Page excerpt start

Re: binomial 'association' measure?

From: Aleks Jakulin (a_jakulin_at_@hotmail.com)
Date: 10/03/04


Date: Sun, 3 Oct 2004 20:27:59 +0200

Dan Bolser wrote:
> >
>>We explored the latter two approaches in our paper at
>>http://www.ailab.si/aleks/Int/jakulin-bratko-ICML2004.pdf.
>
> "In problems with many attributes, the joint PDF may become sparse.
> The objective of learning is to construct a model of the joint PDF
> that will avoid this sparseness."
>
> Do you mean learning in this particular problem domain or learning
> in general?
> Is such a constructed model 'the best' in some way? Why is it the
> objective?

Actually, either way. In general, probability becomes meaningless with
sparseness. For meaningful probability, you need some kind of overlap
of multiple instances in the same locale. Even procedures that claim
to be sparse, such as support vector machines, are truly just
projecting the high-dimensional instances into one-dimensional
distances from a certain hyperplane.

Page excerpt end

Copy the stretch of the forum reply from "Date: Sun, 3" through "may become sparse.", renaming "paper" to "article".

Listed records start

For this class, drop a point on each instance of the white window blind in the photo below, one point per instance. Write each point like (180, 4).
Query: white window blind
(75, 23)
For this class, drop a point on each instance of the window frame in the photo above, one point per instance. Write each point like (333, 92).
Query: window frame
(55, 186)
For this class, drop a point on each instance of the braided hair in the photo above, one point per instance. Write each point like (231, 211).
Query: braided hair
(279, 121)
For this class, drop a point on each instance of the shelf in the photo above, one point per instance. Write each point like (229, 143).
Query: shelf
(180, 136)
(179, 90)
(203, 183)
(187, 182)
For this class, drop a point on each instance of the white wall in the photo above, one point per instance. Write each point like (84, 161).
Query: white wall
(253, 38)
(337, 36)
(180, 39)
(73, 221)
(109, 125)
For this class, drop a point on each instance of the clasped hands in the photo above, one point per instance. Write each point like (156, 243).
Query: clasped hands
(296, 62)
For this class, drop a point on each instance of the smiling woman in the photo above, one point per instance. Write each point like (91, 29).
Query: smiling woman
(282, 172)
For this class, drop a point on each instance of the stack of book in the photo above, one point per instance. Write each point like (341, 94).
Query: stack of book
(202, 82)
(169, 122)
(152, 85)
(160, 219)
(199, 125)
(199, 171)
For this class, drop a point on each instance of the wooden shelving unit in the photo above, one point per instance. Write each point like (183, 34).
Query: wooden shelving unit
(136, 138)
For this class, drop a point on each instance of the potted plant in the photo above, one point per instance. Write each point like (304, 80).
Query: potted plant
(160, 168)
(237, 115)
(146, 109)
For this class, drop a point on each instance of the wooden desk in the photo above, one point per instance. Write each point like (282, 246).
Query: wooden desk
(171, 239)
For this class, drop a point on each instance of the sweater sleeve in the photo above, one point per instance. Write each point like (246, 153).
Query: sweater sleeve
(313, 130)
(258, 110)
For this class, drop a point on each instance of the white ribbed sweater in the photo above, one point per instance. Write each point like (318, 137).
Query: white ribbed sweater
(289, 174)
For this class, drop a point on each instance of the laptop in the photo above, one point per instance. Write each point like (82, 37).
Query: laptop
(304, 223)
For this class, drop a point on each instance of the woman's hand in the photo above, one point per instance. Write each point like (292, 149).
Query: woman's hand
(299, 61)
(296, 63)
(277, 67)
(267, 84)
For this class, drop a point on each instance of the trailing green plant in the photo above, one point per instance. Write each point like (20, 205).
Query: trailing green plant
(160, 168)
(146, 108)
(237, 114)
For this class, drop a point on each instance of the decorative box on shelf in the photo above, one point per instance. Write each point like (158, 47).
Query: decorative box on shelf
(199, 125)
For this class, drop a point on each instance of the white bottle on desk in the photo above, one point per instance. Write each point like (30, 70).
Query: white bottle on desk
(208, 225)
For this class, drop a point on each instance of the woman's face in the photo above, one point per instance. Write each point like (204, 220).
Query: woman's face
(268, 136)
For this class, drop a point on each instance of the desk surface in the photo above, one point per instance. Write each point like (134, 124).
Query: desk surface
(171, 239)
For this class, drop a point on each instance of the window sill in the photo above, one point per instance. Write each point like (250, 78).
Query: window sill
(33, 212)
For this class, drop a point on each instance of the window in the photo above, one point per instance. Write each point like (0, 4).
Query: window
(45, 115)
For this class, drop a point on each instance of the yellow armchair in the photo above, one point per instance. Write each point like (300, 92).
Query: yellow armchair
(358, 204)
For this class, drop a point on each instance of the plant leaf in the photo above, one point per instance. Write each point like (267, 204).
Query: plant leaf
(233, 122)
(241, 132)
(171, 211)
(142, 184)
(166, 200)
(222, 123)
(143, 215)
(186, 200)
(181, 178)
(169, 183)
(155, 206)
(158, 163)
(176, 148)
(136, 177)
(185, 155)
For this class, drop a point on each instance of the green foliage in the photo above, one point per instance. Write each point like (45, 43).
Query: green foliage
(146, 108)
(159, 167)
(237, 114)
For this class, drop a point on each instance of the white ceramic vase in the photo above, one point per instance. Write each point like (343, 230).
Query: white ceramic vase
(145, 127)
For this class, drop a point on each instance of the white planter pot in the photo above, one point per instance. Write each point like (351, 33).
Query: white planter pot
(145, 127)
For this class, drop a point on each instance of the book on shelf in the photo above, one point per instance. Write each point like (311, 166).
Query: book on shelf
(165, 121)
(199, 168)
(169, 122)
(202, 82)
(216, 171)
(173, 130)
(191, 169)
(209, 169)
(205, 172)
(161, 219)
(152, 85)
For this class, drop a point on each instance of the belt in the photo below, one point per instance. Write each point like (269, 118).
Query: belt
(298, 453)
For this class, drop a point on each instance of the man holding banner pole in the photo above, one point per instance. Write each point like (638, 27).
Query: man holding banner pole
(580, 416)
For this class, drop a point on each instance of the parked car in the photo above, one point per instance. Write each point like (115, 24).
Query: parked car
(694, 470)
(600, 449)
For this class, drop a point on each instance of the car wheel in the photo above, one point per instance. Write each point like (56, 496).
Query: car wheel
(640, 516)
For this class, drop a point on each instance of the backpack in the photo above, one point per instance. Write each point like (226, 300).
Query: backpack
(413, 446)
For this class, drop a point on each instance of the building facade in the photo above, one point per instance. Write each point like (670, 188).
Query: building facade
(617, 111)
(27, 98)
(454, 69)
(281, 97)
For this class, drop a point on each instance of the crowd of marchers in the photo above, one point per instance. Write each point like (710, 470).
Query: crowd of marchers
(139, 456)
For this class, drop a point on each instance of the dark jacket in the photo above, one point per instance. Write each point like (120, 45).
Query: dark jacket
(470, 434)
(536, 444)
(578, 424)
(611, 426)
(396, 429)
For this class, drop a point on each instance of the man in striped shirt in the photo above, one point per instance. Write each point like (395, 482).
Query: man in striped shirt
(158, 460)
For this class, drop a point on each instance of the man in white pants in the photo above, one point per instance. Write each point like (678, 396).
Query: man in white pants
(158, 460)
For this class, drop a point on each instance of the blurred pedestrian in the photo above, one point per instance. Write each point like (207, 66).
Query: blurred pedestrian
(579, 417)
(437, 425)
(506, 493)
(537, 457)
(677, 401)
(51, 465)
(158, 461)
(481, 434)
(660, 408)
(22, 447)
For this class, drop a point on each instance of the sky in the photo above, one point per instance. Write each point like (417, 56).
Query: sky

Listed records end

* **Task result**:
Date: Sun, 3 Oct 2004 20:27:59 +0200

Dan Bolser wrote:
> >
>>We explored the latter two approaches in our article at
>>http://www.ailab.si/aleks/Int/jakulin-bratko-ICML2004.pdf.
>
> "In problems with many attributes, the joint PDF may become sparse.